** Consigne **
Résumez en trois phrases le passage sur le séjour de Coillard à Montauban.

** Texte proposé **
+++

Après les fêtes de Laforce, Coillard avait continué à voyager. Le 13 juin, il arrivait de bonne heure à Montauban ; il était préoccupé, il avait une lettre grave à écrire au Comité ; à 2 heures, il monta dans sa chambre et demanda à ne pas être dérangé. Vers 4 heures, un jeune homme vint s’offrir pour la Mission ; peu après, Coillard devait avoir une rencontre avec les étudiants du séminaire. L’hôte de Coillard, M. le professeur Westphal, monta l’avertir. « Du corridor central de la maison, raconte-t-il, un étroit couloir donnait accès à la chambre de Coillard, par une porte vitrée, voilée de mousseline. J’ouvris, sans bruit, la première porte et m’engageai dans le couloir. La table à écrire était là, couverte de papiers. Mais Coillard n’était pas assis devant. J’avançai encore et voici ce que je vis à travers la vitre : au milieu de la chambre, une chaise, devant cette chaise, à genoux, les mains jointes, le front levé, les yeux fermés, Coillard en prière. Pas un muscle de sa figure ne bougeait, une expression angélique était répandue sur son visage. La vision évoquée par 2 Corinthiens ch. 12 traversa mon esprit. » Coillard avait écrit sa lettre. « Nous comprîmes ce jour-là, ajoute M. Westphal, ce qu’était Coillard : la source de sa force, le secret de ses victoires, l’attirance et l’autorité qui faisaient de lui un meneur d’hommes. » Peut-être Coillard avait-il prévu déjà, à ce moment-là, l’effort et le sacrifice que le Comité lui demanderait. Peut-être, dans ces heures de prière et de lutte avec Dieu — et cette conjecture les rend poignantes — Coillard se décida-t-il à accepter les conditions que le Comité allait lui imposer. Voici cette lettre préparée, écrite et terminée dans la prière :
« Nous sommes arrivés à un moment décisif. Bientôt ma tache en Europe sera finie et je reprendrai le chemin de l’Afrique. Non pas que j’y sois de grande utilité, car ma carrière est derrière moi ; mais je serai du moins là avec mes jeunes collègues, suivant leur œuvre, partageant leurs épreuves et leurs joies et priant avec eux. Voilà pourquoi je retourne au Zambèze.

+++

(Enregistrements sources)
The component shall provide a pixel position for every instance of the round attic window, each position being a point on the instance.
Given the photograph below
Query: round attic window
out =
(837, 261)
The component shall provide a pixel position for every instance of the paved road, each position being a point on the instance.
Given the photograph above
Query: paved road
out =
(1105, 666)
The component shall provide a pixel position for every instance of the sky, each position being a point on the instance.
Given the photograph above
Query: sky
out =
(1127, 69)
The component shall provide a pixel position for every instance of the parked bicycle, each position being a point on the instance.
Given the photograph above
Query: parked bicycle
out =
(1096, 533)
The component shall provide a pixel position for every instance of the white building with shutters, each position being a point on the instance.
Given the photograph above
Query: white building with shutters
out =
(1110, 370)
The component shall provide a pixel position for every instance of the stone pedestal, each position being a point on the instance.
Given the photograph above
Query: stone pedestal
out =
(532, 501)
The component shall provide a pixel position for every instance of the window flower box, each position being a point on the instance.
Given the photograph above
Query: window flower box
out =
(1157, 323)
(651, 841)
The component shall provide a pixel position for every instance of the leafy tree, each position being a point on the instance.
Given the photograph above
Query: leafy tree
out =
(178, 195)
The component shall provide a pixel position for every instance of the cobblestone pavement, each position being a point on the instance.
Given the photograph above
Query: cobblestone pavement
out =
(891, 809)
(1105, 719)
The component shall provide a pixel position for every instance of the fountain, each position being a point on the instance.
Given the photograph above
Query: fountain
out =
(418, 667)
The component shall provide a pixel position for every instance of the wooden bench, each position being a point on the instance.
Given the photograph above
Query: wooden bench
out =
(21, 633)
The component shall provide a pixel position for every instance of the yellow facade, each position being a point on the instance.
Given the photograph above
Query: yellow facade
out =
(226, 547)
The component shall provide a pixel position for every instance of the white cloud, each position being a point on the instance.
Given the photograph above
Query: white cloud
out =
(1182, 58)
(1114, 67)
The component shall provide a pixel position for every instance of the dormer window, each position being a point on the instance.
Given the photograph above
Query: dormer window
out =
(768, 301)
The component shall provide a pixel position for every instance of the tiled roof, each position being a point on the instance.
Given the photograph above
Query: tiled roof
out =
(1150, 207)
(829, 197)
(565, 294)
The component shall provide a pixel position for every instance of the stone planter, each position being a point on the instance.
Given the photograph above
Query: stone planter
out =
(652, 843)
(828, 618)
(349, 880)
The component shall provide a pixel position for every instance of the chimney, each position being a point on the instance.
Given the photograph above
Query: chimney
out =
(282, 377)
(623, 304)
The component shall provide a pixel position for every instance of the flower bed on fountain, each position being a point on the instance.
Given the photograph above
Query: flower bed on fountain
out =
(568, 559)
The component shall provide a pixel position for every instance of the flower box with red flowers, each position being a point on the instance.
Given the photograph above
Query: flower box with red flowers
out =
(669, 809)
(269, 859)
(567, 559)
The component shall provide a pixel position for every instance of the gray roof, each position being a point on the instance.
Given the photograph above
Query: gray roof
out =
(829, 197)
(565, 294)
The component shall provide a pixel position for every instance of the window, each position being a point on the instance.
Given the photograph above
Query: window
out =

+++

** Corrigé **
Le 13 juin, Coillard arriva à Montauban, préoccupé par une lettre grave qu'il devait écrire au Comité, et se retira dans sa chambre en demandant à ne pas être dérangé. Venu l'avertir, son hôte, le professeur Westphal, le découvrit à genoux en prière et comprit ce jour-là la source de sa force et de son autorité. Dans la lettre ainsi écrite, Coillard annonce que sa tâche en Europe sera bientôt finie et qu'il retourne au Zambèze pour être auprès de ses jeunes collègues.